--- start of DATASET ENTRIES ---

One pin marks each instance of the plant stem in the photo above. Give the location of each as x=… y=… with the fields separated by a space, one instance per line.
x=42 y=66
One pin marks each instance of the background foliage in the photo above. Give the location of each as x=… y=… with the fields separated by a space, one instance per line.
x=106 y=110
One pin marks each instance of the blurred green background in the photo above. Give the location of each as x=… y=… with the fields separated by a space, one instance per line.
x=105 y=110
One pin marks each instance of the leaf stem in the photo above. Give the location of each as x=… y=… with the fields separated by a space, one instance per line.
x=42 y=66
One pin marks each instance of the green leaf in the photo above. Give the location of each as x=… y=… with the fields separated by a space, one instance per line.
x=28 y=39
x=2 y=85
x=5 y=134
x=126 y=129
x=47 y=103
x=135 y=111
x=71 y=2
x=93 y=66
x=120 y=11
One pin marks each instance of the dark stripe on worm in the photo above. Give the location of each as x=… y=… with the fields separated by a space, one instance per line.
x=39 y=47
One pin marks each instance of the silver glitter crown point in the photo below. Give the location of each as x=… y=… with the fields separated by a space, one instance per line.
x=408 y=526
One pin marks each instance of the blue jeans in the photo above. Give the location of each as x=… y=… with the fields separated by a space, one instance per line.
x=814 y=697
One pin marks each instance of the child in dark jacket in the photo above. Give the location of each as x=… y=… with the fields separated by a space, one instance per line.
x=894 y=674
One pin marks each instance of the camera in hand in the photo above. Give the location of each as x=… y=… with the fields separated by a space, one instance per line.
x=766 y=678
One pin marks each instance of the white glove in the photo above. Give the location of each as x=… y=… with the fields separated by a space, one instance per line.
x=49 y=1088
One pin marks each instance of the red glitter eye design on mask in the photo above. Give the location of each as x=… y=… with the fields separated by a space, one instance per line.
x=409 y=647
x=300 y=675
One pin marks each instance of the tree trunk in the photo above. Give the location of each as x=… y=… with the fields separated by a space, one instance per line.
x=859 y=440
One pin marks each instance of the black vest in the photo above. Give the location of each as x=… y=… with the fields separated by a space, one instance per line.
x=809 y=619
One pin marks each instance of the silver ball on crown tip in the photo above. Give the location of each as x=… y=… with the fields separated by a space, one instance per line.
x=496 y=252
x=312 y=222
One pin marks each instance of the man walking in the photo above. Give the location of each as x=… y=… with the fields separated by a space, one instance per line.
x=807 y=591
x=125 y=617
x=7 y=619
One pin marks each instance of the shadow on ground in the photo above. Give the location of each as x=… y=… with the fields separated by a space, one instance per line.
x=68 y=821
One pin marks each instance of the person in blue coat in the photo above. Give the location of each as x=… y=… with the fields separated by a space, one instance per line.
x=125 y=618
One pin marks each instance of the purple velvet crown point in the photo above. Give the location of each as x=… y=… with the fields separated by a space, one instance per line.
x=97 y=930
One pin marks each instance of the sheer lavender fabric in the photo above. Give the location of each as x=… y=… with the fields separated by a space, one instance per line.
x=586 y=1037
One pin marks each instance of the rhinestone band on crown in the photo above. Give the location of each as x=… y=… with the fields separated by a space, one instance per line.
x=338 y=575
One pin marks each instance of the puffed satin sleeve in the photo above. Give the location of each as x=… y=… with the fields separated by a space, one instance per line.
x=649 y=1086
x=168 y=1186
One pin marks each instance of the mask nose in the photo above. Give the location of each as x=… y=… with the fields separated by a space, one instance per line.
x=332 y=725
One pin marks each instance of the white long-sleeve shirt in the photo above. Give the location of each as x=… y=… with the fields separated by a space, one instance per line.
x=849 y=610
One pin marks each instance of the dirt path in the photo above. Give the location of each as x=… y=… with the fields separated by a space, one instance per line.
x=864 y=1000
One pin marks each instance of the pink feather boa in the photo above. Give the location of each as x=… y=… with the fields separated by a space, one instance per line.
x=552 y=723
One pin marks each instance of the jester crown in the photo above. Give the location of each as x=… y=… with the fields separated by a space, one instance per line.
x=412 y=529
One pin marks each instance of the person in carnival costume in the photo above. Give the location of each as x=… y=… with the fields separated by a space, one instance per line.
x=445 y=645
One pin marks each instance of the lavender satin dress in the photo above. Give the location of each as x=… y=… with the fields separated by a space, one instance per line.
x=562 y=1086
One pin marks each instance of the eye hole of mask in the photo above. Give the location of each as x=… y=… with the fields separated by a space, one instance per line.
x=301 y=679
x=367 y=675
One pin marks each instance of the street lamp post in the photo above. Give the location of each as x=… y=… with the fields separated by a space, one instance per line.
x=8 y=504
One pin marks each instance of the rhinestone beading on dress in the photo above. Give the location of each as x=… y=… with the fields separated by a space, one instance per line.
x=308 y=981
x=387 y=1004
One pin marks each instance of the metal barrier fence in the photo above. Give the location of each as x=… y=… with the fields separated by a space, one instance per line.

--- end of DATASET ENTRIES ---

TO BE DONE:
Write out everything from the line containing "One pin marks each instance of the street" down to the line containing "x=387 y=1004", swapping "street lamp post" for "light pole" and leaving everything else unchanged.

ANSWER TO THE EXERCISE:
One pin marks each instance of the light pole in the photo above. Give the location of each as x=… y=… with the fields separated by a space, one instance per line.
x=8 y=504
One pin marks each instance of the rhinestone beading on dress in the photo above. Give the location of each as x=… y=… with the fields separated by a space, one instance per line.
x=308 y=981
x=387 y=1004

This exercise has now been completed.